→ **Direction**: Reproduce the data that follows in its entirety, character for character.

→ **Provided entries**:
## begin

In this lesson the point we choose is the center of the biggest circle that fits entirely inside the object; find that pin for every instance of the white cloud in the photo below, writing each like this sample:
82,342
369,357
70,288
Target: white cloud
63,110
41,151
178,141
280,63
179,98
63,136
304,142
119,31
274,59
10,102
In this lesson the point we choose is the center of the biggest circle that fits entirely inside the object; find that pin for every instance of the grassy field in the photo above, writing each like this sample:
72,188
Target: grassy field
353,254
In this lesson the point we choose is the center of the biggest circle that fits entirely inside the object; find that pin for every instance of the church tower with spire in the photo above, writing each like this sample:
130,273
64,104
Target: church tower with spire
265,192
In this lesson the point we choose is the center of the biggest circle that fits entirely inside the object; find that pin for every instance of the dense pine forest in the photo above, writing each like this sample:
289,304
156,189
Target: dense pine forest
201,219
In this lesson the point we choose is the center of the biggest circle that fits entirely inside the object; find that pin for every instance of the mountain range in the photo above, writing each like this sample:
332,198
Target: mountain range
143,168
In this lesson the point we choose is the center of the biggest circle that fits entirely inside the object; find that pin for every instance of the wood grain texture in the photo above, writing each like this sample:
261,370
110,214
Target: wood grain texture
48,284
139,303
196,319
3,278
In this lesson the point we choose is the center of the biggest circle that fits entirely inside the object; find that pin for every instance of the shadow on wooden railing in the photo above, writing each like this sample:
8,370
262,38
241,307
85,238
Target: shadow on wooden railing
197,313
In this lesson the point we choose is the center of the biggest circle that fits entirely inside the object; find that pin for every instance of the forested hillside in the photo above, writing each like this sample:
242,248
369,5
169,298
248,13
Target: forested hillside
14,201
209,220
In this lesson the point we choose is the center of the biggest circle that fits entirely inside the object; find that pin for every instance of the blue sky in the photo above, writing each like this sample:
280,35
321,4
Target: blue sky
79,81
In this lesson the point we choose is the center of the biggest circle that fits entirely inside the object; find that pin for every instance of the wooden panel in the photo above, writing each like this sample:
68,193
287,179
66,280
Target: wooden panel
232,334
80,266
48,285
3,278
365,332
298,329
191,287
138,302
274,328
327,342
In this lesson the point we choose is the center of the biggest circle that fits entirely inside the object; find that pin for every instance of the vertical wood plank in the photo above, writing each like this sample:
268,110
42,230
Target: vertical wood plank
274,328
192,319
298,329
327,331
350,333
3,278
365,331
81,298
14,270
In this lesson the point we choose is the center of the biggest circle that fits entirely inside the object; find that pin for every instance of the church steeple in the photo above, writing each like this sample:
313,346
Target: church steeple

## end

→ **Full answer**:
In this lesson the point we choose is the center of the biggest circle that fits entirely inside the object; find that pin for every instance of the white cloud in the photo below, writing each like this sample:
82,342
369,357
70,288
Target: white cloud
63,110
41,151
178,141
280,63
179,98
63,136
304,142
119,31
274,59
10,102
In this lesson the point we choose is the center of the biggest circle that fits entirely inside the object; find that pin for every instance of the grassy field in the photo above, writing each like this sample:
72,188
Target: grassy field
353,254
In this lesson the point we choose is the center of the biggest circle that fits entirely inside the object; find that pin for every instance of the church tower with spire in the photo above, writing each like this sample:
130,273
64,104
Target: church tower with spire
265,192
In this lesson the point we choose is the center of the biggest circle that fits entirely inside the object; find that pin for every instance of the dense pine forest in the photo above, writing each like this sample:
289,304
156,189
Target: dense pine forest
201,219
In this lesson the point we choose is the center of the biggest circle that fits entirely inside the object; find that pin for every instance of the mountain range in the photo above, writing each like this sample:
332,198
Target: mountain range
143,168
In this lesson the point we choose is the center of the biggest circle that fits entirely inside the object; find that pin for every instance of the wood grain texture in the photo above, writing each like this sample:
261,370
110,214
Target: wood grain texture
48,284
139,303
196,319
3,278
In this lesson the point we choose is the center of the biggest circle that fits entirely inside the object; find that pin for every instance of the shadow on wooden railing in the photo above, writing each like this sample:
8,370
262,38
241,307
85,238
Target: shadow on wooden railing
197,313
In this lesson the point we choose is the center of the biggest circle that fits entirely inside the object; find that pin for every instance of the forested hillside in the photo above, writing each like this sample:
242,248
369,5
169,298
248,13
Target: forested hillside
14,201
209,220
In this lesson the point we choose is the center of the biggest circle that fits entirely inside the object; find that pin for every instance of the blue sky in the photo above, writing each like this sample:
280,35
321,4
Target: blue sky
79,81
In this lesson the point we choose is the center of the biggest circle that fits entirely inside the object; find that pin for every instance of the wooden panel in the photo above, writing each like this sample:
68,193
287,179
66,280
Target: wooden panel
232,334
80,266
48,285
3,278
365,332
298,329
191,287
138,302
274,328
327,342
In this lesson the point we choose is the center of the biggest circle that fits entirely inside the object; find that pin for every instance of the vertical wood plank in the photo above, writing each like this sample:
268,110
42,230
Target: vertical wood plank
274,328
192,319
298,329
327,331
350,333
3,278
365,331
81,298
14,270
In this lesson the point we choose is the center of the biggest circle that fits entirely inside the object; find that pin for every instance of the church steeple in the photo above, writing each like this sample:
313,346
Target: church steeple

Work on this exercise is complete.